TASK ITEM: Provide a verbatim copy of the data below.

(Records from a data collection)
######
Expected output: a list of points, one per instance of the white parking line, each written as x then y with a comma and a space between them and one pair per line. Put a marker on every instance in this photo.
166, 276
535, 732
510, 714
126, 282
######
RESULT OF THE TASK:
Expected output: a list of points, one per instance of the white parking line, each written as x then y with a comma and a space between them and one pair per line. Put a marker on every instance in this photo.
166, 276
535, 732
510, 714
126, 282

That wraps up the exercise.